§ **DIRECTIVE**: Copy the lines below with "Segment" changed to "Outline" everywhere it appears, keeping all else the same. Omit the pictures.

§ **THE INPUT**:
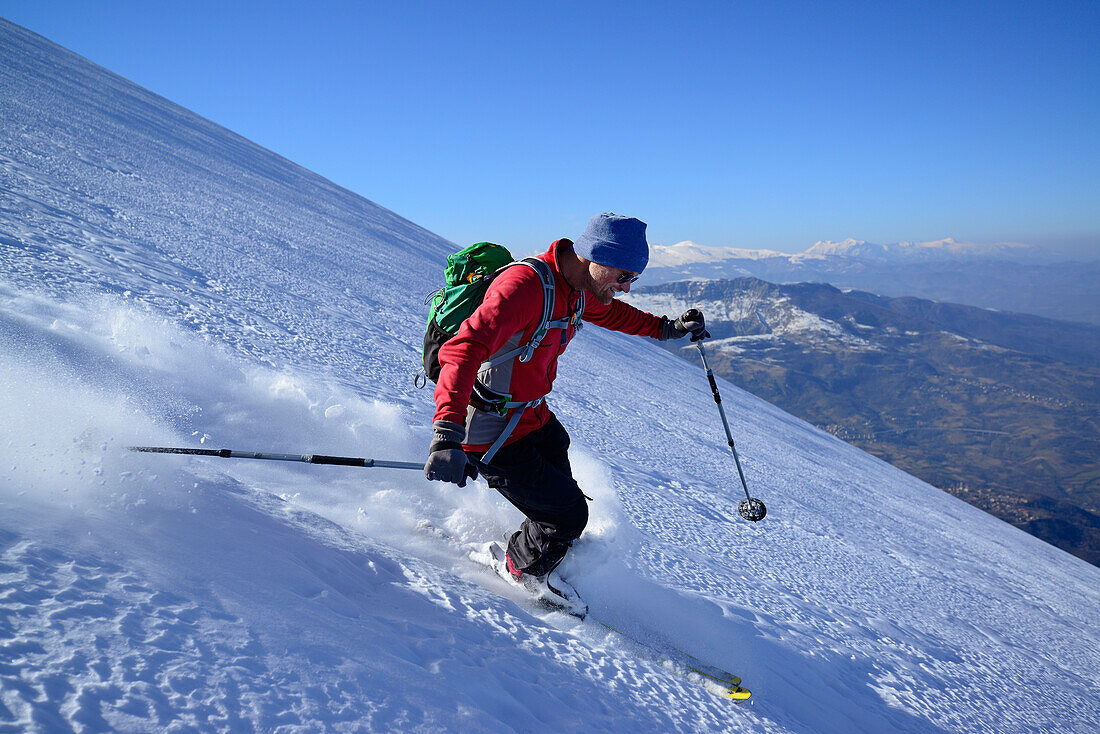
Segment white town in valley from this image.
[0,20,1100,733]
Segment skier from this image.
[424,213,710,581]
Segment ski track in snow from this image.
[0,20,1100,732]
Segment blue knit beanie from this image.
[573,213,649,273]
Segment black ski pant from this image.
[479,415,589,576]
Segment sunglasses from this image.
[615,268,641,285]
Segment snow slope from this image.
[0,21,1100,732]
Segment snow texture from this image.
[0,20,1100,733]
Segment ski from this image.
[590,616,752,701]
[417,521,752,701]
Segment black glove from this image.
[424,420,477,486]
[661,308,711,341]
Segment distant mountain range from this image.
[646,239,1100,325]
[627,278,1100,565]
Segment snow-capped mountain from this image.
[626,277,1100,565]
[0,21,1100,732]
[644,239,1100,324]
[650,238,1042,267]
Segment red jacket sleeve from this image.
[435,267,542,426]
[584,294,661,339]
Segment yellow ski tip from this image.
[726,686,752,701]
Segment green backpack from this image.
[417,242,584,385]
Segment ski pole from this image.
[127,446,424,469]
[692,339,768,523]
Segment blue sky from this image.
[0,0,1100,258]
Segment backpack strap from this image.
[474,258,585,463]
[486,258,554,366]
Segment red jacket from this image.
[435,240,661,451]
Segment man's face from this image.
[585,262,635,306]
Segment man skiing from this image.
[425,213,708,581]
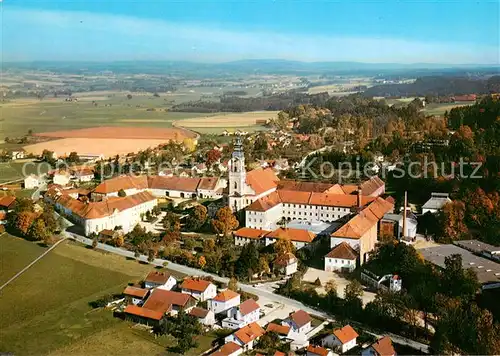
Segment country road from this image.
[64,231,429,353]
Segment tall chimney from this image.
[358,187,363,208]
[403,191,408,238]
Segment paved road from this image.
[0,237,66,291]
[65,232,429,353]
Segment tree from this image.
[198,256,207,269]
[148,249,156,263]
[182,137,196,153]
[27,218,50,241]
[162,211,181,231]
[212,206,239,236]
[186,205,208,231]
[66,151,80,163]
[227,277,238,292]
[235,241,259,279]
[274,238,295,256]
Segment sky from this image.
[0,0,500,65]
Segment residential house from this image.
[212,341,243,356]
[325,242,358,272]
[274,252,298,276]
[224,322,265,352]
[422,193,451,214]
[233,227,271,246]
[222,299,260,329]
[144,271,177,290]
[208,289,240,314]
[266,323,292,340]
[306,345,333,356]
[189,307,215,326]
[10,150,25,160]
[361,336,396,356]
[281,310,312,340]
[123,286,149,305]
[52,171,71,186]
[181,278,217,302]
[24,174,41,189]
[321,325,359,353]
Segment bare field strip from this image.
[24,138,168,157]
[34,126,196,141]
[173,111,278,129]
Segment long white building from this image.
[45,186,158,236]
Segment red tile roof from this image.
[266,323,290,336]
[125,304,165,320]
[123,286,149,299]
[266,227,316,242]
[239,299,260,315]
[333,325,359,344]
[246,192,281,211]
[289,310,312,328]
[307,345,329,356]
[246,168,280,195]
[144,271,174,284]
[144,289,193,313]
[181,278,212,292]
[212,341,241,356]
[331,198,394,239]
[234,322,265,345]
[233,227,270,240]
[189,307,208,318]
[371,336,396,356]
[0,195,16,208]
[214,289,240,302]
[325,242,358,260]
[274,252,297,266]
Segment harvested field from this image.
[173,111,278,131]
[34,126,196,141]
[24,138,168,157]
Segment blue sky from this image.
[0,0,500,64]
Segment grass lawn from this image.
[0,234,189,355]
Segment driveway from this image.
[303,267,376,305]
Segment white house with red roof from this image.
[181,278,217,302]
[189,307,215,326]
[208,289,240,314]
[212,341,243,356]
[281,310,312,340]
[321,325,359,353]
[144,271,177,290]
[224,323,265,351]
[222,299,260,329]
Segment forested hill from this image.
[364,75,500,97]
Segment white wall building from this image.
[181,278,217,302]
[321,325,359,353]
[222,299,260,329]
[144,271,177,290]
[208,289,240,314]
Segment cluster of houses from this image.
[123,271,395,356]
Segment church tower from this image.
[229,136,247,211]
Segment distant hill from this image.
[363,75,500,97]
[3,59,498,77]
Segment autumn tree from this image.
[186,205,208,231]
[212,206,239,236]
[198,256,207,269]
[273,238,295,256]
[439,200,468,240]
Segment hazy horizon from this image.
[0,0,500,65]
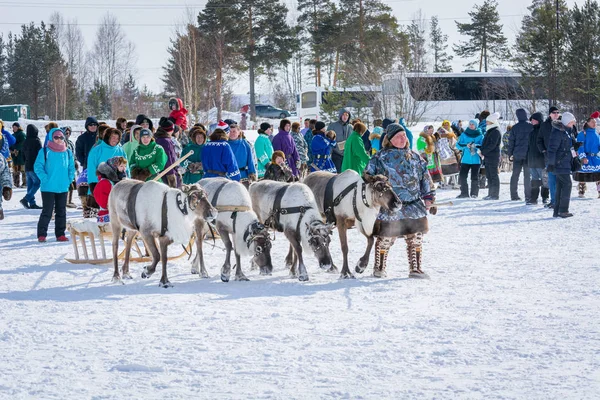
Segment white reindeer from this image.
[108,180,217,288]
[304,170,402,279]
[192,178,273,282]
[250,181,333,281]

§ **TASK OUTPUT**:
Outline white town in valley from this image.
[0,20,1100,733]
Outline skier from this image.
[424,213,710,581]
Outline ski track in snow from this image.
[0,20,1100,732]
Outline blue knit beanie from this image.
[573,213,649,273]
Outline black ski pant from this image.
[479,415,589,576]
Outline sunglasses from this image.
[615,268,641,285]
Outline snow slope from this image.
[0,21,1100,732]
Outline snow texture from this image.
[0,20,1100,733]
Outline ski from this image.
[590,616,752,701]
[417,521,752,701]
Outline black glove from this image.
[424,420,477,486]
[661,308,711,341]
Outline distant mountain range from this image.
[646,239,1100,325]
[627,278,1100,565]
Outline snow-capped mountain from this image.
[626,277,1100,565]
[0,21,1100,732]
[644,239,1100,324]
[650,238,1042,267]
Outline red jacket sleeve from this image.
[435,267,542,426]
[584,294,661,339]
Outline yellow ski tip from this image.
[726,686,752,701]
Outline green backpack from this image.
[417,242,584,385]
Outline ski pole from this image.
[127,446,424,469]
[692,339,768,523]
Outline blue sky from this image.
[0,0,1100,258]
Outline backpack strap from this image.
[474,258,585,463]
[486,258,554,366]
Outline red jacket from this image.
[435,240,661,451]
Outline man's face from this image.
[585,262,635,306]
Outline man skiing from this image.
[425,213,708,581]
Outline country road from this image.
[64,231,429,353]
Outline tall chimney from this image.
[358,187,363,208]
[403,191,408,238]
Outline paved road from this image.
[0,237,66,291]
[65,232,429,353]
Outline tree from this image.
[198,256,207,269]
[148,249,156,263]
[182,137,196,153]
[27,218,50,241]
[162,211,181,231]
[212,206,239,236]
[186,205,208,231]
[66,151,80,163]
[227,277,238,292]
[235,241,259,279]
[274,238,295,256]
Outline sky from this image.
[0,0,500,65]
Outline residential house from this image.
[212,341,243,356]
[325,242,358,272]
[274,252,298,276]
[224,322,265,352]
[422,193,451,214]
[233,227,271,246]
[222,299,260,329]
[144,271,177,290]
[208,289,240,314]
[266,323,292,340]
[306,345,333,356]
[189,307,215,326]
[10,150,25,160]
[361,336,396,356]
[281,310,312,340]
[123,286,149,305]
[52,171,71,186]
[181,278,217,302]
[24,174,41,189]
[321,325,359,353]
Outline bare field strip from this image.
[24,138,168,157]
[34,126,196,141]
[173,111,278,129]
Outline long white building from this image.
[45,186,158,236]
Outline red tile roof from this image.
[266,323,290,336]
[125,304,165,320]
[123,286,149,299]
[266,227,316,242]
[239,299,260,315]
[333,325,359,344]
[246,192,281,211]
[289,310,312,328]
[307,345,329,356]
[246,168,280,195]
[144,271,174,284]
[144,289,193,313]
[181,278,212,292]
[212,341,241,356]
[331,198,394,239]
[234,322,265,345]
[233,227,270,240]
[189,307,208,318]
[371,336,396,356]
[0,195,16,208]
[214,289,240,302]
[325,242,358,260]
[274,252,297,266]
Outline harvested field from this image.
[173,111,278,131]
[34,126,196,141]
[24,138,168,157]
Outline blue sky from this image.
[0,0,500,64]
Outline grass lawn from this image.
[0,234,189,355]
Outline driveway from this image.
[303,267,376,305]
Outline white house with red roof from this image.
[181,278,217,302]
[189,307,215,326]
[208,289,240,314]
[212,341,243,356]
[281,310,312,340]
[321,325,359,353]
[144,271,177,290]
[224,323,265,351]
[222,299,260,329]
Outline forested hill from this image.
[364,75,500,97]
Outline white wall building from this image.
[181,278,217,302]
[321,325,359,353]
[222,299,260,329]
[144,271,177,290]
[208,289,240,314]
Outline cluster of houses from this image.
[123,271,395,356]
Outline church tower from this image.
[229,136,247,211]
Outline distant hill from this image.
[363,75,500,97]
[3,59,498,77]
Outline autumn tree from this image.
[186,205,208,231]
[212,206,239,236]
[198,256,207,269]
[273,238,295,256]
[439,200,468,240]
Outline hazy horizon from this image.
[0,0,500,65]
Outline white reindeer from this image.
[108,180,217,288]
[304,170,402,279]
[192,178,273,282]
[250,181,333,281]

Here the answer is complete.